— START Document text —

# Imports

In [1]:
%matplotlib inline

import scipy as sp
from scipy import stats
import numpy as np
import pandas as pd

import statistics

# Load Data

In [2]:
tracing_df = statistics.load_tracing_features()
recording_df = statistics.load_recording_relations()
recording_df = statistics.associate_recordings(recording_df, tracing_df)
gaze_dfs = statistics.load_gaze_features()
statistics.check_gaze_recording_associations(recording_df, gaze_dfs)
statistics.compute_gaze_features(gaze_dfs)
gaze_df = statistics.combine_gaze_features(gaze_dfs)
full_df = statistics.combine_all_features(recording_df, gaze_df)

— END Document text —
— START Provided data —

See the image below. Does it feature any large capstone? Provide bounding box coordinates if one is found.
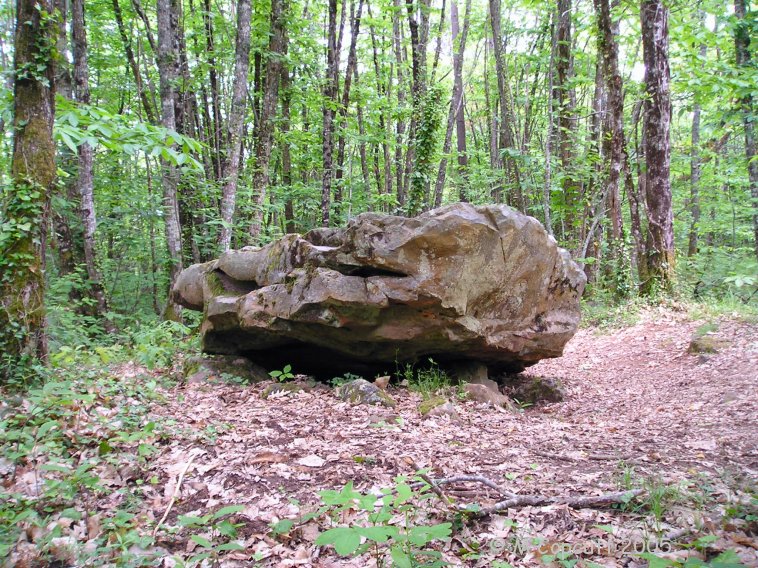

— END Provided data —

Set task A: In the notebook code, which function is called to load the gaze features?
Set task B: Repeat a passage of the notebook code word for word. Begin at the words "recording_df = statistics.load_recording_relations()" and stop after "statistics.compute_gaze_features(gaze_dfs)".
The material has no connection to the notebook code.

Task response A: statistics.load_gaze_features()

Task response B:
recording_df = statistics.load_recording_relations()
recording_df = statistics.associate_recordings(recording_df, tracing_df)
gaze_dfs = statistics.load_gaze_features()
statistics.check_gaze_recording_associations(recording_df, gaze_dfs)
statistics.compute_gaze_features(gaze_dfs)